**YOUR ASSIGNMENT**
Would you return the entries below exactly from the line containing "Target: dog's brown patch of fur" onward, ending with the final line and including it, and nothing else?

──────── INPUT ────────

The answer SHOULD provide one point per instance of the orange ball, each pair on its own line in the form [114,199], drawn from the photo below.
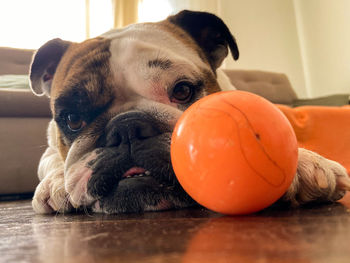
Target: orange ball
[234,152]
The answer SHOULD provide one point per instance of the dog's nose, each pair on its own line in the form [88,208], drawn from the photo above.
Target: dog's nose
[126,128]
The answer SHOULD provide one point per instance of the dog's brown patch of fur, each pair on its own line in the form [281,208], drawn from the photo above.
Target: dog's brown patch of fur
[85,65]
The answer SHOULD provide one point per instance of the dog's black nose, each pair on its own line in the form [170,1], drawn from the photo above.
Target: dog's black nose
[126,128]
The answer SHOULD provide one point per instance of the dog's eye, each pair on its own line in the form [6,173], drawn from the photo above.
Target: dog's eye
[75,122]
[182,92]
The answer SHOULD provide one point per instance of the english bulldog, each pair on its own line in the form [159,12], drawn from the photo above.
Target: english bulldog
[115,100]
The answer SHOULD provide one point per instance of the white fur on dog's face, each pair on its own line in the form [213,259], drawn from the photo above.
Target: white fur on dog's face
[121,85]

────────

**EXPECTED ANSWER**
Target: dog's brown patch of fur
[85,65]
The answer SHOULD provide one point per instance of the dog's black nose, each pair on its own line in the form [170,1], drawn from the photo above.
Target: dog's black nose
[126,128]
The answer SHOULD provide one point per instance of the dog's eye, each pair on its own line in the form [6,173], drawn from the photo above.
Target: dog's eye
[75,122]
[182,92]
The answer SHOULD provide one point per instance of the english bulldog, each pair on its own line in the form [159,12], drawn from the photo above.
Target: english bulldog
[115,100]
The answer SHOULD provide one point per instance of the white fur on dog's face, each pair on its own line in the form [213,259], drawn from the photo above.
Target: white fur on dog's face
[121,85]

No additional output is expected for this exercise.